| Try it |
The answer must be every line of the records below that holds the word "instances".

(Excerpted data begins)

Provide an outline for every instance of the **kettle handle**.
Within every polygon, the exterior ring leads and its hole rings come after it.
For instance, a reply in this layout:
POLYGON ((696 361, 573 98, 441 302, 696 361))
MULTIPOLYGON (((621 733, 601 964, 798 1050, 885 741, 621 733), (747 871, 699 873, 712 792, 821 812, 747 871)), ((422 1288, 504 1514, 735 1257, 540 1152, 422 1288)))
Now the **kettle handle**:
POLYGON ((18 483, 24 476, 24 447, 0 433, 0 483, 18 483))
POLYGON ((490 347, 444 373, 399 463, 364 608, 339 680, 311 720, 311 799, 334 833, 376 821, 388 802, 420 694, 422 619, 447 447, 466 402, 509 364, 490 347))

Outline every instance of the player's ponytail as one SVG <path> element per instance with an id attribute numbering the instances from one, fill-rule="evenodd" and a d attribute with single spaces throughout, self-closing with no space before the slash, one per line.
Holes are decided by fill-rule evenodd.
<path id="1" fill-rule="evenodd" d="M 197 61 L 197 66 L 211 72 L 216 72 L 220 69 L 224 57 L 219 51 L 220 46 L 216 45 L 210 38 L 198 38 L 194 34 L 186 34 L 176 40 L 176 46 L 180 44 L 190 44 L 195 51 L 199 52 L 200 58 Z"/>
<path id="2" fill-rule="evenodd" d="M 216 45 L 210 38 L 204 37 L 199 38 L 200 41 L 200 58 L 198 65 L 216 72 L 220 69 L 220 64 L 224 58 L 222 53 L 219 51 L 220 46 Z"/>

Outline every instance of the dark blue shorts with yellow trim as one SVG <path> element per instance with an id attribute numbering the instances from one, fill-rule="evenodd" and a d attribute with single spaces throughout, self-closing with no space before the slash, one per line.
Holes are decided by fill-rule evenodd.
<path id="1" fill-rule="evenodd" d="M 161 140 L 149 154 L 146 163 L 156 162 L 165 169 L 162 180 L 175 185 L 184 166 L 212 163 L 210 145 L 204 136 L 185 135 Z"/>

(Excerpted data ends)

| Result for this task |
Outline every instance of the player's ponytail as one SVG <path> element per instance with an id attribute numbering the instances from one, fill-rule="evenodd" and a d attribute with single spaces throughout, self-closing with no space before the slash, one per line.
Outline every instance of the dark blue shorts with yellow trim as one SVG <path> element per instance with an id attribute numbering the instances from one, fill-rule="evenodd" and a d attribute with single spaces throughout, self-closing with no space before the slash, one per line.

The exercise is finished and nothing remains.